Reproduce the data below line for line, changing nothing.

------ Supplied records

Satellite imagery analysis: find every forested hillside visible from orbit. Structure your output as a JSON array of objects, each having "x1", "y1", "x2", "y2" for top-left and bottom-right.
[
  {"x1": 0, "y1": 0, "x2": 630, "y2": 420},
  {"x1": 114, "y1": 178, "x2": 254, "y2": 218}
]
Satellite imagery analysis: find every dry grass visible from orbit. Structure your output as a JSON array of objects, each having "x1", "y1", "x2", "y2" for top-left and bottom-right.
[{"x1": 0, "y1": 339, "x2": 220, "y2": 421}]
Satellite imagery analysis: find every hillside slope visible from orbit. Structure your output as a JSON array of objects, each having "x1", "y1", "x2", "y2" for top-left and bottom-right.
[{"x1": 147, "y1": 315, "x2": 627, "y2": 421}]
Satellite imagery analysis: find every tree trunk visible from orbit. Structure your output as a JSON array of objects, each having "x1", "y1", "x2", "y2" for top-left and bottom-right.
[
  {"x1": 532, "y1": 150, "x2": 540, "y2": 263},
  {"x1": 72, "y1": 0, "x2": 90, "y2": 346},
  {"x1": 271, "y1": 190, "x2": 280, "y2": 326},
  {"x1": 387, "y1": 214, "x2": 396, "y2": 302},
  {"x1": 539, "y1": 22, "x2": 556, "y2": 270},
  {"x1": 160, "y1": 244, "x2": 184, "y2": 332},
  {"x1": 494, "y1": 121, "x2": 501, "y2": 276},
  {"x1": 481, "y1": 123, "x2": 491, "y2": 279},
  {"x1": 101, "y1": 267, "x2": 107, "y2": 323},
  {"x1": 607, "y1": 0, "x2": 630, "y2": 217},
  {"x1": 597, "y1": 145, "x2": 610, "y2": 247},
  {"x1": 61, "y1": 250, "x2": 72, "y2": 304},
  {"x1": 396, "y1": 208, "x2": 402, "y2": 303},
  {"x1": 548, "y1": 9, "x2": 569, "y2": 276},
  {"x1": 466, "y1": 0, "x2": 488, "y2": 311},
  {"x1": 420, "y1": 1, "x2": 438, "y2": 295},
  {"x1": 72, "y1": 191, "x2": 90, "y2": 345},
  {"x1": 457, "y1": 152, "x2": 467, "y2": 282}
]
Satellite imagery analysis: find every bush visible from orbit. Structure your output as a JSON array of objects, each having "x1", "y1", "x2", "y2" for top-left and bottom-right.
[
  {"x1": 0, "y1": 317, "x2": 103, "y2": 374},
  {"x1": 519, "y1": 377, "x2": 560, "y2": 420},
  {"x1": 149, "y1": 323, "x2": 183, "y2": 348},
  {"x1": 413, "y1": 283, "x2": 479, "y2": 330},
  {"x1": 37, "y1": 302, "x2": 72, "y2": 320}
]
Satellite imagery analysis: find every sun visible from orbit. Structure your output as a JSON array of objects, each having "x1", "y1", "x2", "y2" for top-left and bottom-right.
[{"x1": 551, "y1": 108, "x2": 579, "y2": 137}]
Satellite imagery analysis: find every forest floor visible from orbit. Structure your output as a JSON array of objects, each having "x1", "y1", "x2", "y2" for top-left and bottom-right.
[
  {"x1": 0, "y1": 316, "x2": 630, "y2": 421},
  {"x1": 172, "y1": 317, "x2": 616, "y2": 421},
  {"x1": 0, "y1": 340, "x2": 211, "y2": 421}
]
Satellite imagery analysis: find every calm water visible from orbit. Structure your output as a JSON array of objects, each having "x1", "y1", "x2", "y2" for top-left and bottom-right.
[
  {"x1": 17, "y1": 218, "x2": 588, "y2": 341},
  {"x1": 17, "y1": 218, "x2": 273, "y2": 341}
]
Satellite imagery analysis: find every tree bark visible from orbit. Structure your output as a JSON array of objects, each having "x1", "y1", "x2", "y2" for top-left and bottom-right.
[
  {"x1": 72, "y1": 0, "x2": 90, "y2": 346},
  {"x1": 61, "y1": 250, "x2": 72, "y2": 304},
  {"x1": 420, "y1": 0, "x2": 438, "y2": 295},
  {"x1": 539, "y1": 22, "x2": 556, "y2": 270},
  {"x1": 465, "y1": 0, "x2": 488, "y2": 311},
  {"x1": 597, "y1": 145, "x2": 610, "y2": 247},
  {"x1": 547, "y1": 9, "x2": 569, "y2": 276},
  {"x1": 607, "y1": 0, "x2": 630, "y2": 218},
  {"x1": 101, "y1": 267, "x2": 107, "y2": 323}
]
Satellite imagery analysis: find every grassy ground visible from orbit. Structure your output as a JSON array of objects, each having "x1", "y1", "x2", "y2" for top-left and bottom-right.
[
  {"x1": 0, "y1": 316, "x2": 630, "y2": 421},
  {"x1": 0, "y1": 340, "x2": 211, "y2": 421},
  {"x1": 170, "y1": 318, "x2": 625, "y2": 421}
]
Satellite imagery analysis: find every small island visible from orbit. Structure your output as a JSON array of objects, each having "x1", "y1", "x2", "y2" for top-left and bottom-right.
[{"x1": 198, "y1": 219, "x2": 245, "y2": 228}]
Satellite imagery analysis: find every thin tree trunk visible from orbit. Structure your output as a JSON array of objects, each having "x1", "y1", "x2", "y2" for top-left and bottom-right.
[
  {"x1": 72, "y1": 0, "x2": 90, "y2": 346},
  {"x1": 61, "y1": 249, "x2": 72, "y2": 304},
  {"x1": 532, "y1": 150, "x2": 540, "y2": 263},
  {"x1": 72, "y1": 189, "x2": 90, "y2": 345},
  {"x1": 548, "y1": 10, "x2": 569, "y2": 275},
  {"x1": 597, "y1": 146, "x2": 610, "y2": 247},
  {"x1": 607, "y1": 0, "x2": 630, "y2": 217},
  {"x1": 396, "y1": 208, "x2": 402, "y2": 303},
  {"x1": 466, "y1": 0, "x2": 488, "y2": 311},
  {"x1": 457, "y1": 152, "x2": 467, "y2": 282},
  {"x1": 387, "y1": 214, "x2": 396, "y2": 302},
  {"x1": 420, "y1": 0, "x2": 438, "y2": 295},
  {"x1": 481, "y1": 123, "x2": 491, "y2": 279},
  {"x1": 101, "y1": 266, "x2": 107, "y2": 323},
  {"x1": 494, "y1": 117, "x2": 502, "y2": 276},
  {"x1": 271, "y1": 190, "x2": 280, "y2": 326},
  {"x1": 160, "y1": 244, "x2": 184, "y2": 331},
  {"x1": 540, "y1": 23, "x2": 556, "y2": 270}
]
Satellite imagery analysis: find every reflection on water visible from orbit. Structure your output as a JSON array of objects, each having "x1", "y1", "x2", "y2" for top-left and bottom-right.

------------

*Exercise response*
Satellite imagery analysis: find every forested hillside visible from orbit. Structure your output as a JSON array of objects, each having "x1", "y1", "x2", "y2" for top-left and bottom-right.
[
  {"x1": 0, "y1": 0, "x2": 630, "y2": 420},
  {"x1": 114, "y1": 178, "x2": 254, "y2": 218}
]
Satellite imagery analysis: find every dry grass visible from orbit. Structure your output as a JSON array of objects, each having "x1", "y1", "x2", "y2" for top-left and bottom-right.
[{"x1": 0, "y1": 339, "x2": 220, "y2": 421}]
Satellite imagery analysis: find every hillside slope visible from orbit. Structure your output as a JSON array of objects, each having "x1", "y1", "x2", "y2" for top-left and bottom-right.
[{"x1": 147, "y1": 315, "x2": 627, "y2": 421}]
Satellite imagery analysis: find every tree trunk visible from orbit. Structure your output as a JSON array of objects, each having "x1", "y1", "x2", "y2" for top-left and bottom-right.
[
  {"x1": 532, "y1": 150, "x2": 540, "y2": 263},
  {"x1": 72, "y1": 0, "x2": 90, "y2": 346},
  {"x1": 271, "y1": 190, "x2": 280, "y2": 326},
  {"x1": 387, "y1": 214, "x2": 396, "y2": 302},
  {"x1": 539, "y1": 22, "x2": 556, "y2": 270},
  {"x1": 160, "y1": 244, "x2": 184, "y2": 332},
  {"x1": 494, "y1": 121, "x2": 501, "y2": 276},
  {"x1": 481, "y1": 123, "x2": 491, "y2": 279},
  {"x1": 101, "y1": 267, "x2": 107, "y2": 323},
  {"x1": 607, "y1": 0, "x2": 630, "y2": 217},
  {"x1": 597, "y1": 145, "x2": 610, "y2": 247},
  {"x1": 61, "y1": 250, "x2": 72, "y2": 304},
  {"x1": 396, "y1": 208, "x2": 402, "y2": 303},
  {"x1": 548, "y1": 9, "x2": 569, "y2": 276},
  {"x1": 466, "y1": 0, "x2": 488, "y2": 311},
  {"x1": 420, "y1": 1, "x2": 438, "y2": 295},
  {"x1": 72, "y1": 191, "x2": 90, "y2": 345},
  {"x1": 457, "y1": 152, "x2": 467, "y2": 282}
]
Satellite imagery analysis: find every bush visible from orbit. Structure your output as a JSON array of objects, each having "x1", "y1", "x2", "y2" for top-left and bottom-right.
[
  {"x1": 0, "y1": 317, "x2": 103, "y2": 374},
  {"x1": 519, "y1": 377, "x2": 560, "y2": 420},
  {"x1": 149, "y1": 323, "x2": 183, "y2": 348},
  {"x1": 413, "y1": 283, "x2": 479, "y2": 330},
  {"x1": 37, "y1": 302, "x2": 72, "y2": 320}
]
Satellite imagery analysis: find every sun visible from orbit. Structure your output as a JSON array of objects, each having "x1", "y1", "x2", "y2" for top-left and bottom-right.
[{"x1": 551, "y1": 108, "x2": 579, "y2": 137}]
Satellite imagery analysis: find every forest floor visible from orbit. Structure your output as a JSON array of objects, each having "x1", "y1", "x2", "y2" for top-left and bottom-right.
[
  {"x1": 0, "y1": 316, "x2": 630, "y2": 421},
  {"x1": 172, "y1": 317, "x2": 616, "y2": 421},
  {"x1": 0, "y1": 340, "x2": 211, "y2": 421}
]
Satellite imagery analysis: find every calm water visible from orbit. Structure your output as a JSON array of objects, each having "x1", "y1", "x2", "y2" for top-left and bottom-right.
[
  {"x1": 17, "y1": 218, "x2": 588, "y2": 341},
  {"x1": 17, "y1": 218, "x2": 273, "y2": 341}
]
Satellite imagery analysis: find every tree bark visible from orbit. Structure your output as a JSON array of objects, each having "x1", "y1", "x2", "y2" for top-left and bottom-right.
[
  {"x1": 72, "y1": 0, "x2": 90, "y2": 346},
  {"x1": 61, "y1": 250, "x2": 72, "y2": 304},
  {"x1": 420, "y1": 0, "x2": 438, "y2": 295},
  {"x1": 539, "y1": 22, "x2": 556, "y2": 270},
  {"x1": 465, "y1": 0, "x2": 488, "y2": 311},
  {"x1": 597, "y1": 145, "x2": 610, "y2": 247},
  {"x1": 547, "y1": 9, "x2": 569, "y2": 276},
  {"x1": 607, "y1": 0, "x2": 630, "y2": 218},
  {"x1": 101, "y1": 267, "x2": 107, "y2": 323}
]
Satellite imagery analysis: find every grassy ground visible from orbit. Structure your output as a JSON array of objects, each having "x1", "y1", "x2", "y2" for top-left and bottom-right.
[
  {"x1": 0, "y1": 316, "x2": 630, "y2": 421},
  {"x1": 0, "y1": 340, "x2": 211, "y2": 421},
  {"x1": 170, "y1": 318, "x2": 625, "y2": 421}
]
Satellite imagery analysis: find every small island visible from orbit. Structure your output as a JSON array of objects, each having "x1", "y1", "x2", "y2" for top-left and bottom-right.
[{"x1": 198, "y1": 219, "x2": 245, "y2": 228}]
Satellite imagery analysis: find every thin tree trunk visible from orbit. Structure your output as a JSON array of objects, each having "x1", "y1", "x2", "y2" for top-left and bottom-right.
[
  {"x1": 72, "y1": 0, "x2": 90, "y2": 346},
  {"x1": 61, "y1": 249, "x2": 72, "y2": 304},
  {"x1": 532, "y1": 150, "x2": 540, "y2": 263},
  {"x1": 72, "y1": 189, "x2": 90, "y2": 345},
  {"x1": 548, "y1": 10, "x2": 569, "y2": 275},
  {"x1": 597, "y1": 146, "x2": 610, "y2": 247},
  {"x1": 607, "y1": 0, "x2": 630, "y2": 217},
  {"x1": 396, "y1": 208, "x2": 402, "y2": 303},
  {"x1": 466, "y1": 0, "x2": 488, "y2": 311},
  {"x1": 457, "y1": 152, "x2": 467, "y2": 282},
  {"x1": 387, "y1": 214, "x2": 396, "y2": 302},
  {"x1": 420, "y1": 0, "x2": 438, "y2": 295},
  {"x1": 481, "y1": 123, "x2": 491, "y2": 279},
  {"x1": 101, "y1": 266, "x2": 107, "y2": 323},
  {"x1": 494, "y1": 117, "x2": 502, "y2": 276},
  {"x1": 271, "y1": 190, "x2": 280, "y2": 326},
  {"x1": 160, "y1": 244, "x2": 184, "y2": 331},
  {"x1": 540, "y1": 23, "x2": 556, "y2": 270}
]
Satellite imagery analysis: find every reflection on water visible from orbit. Structure your output as a JSON array of objects, each having "x1", "y1", "x2", "y2" for top-left and bottom-right.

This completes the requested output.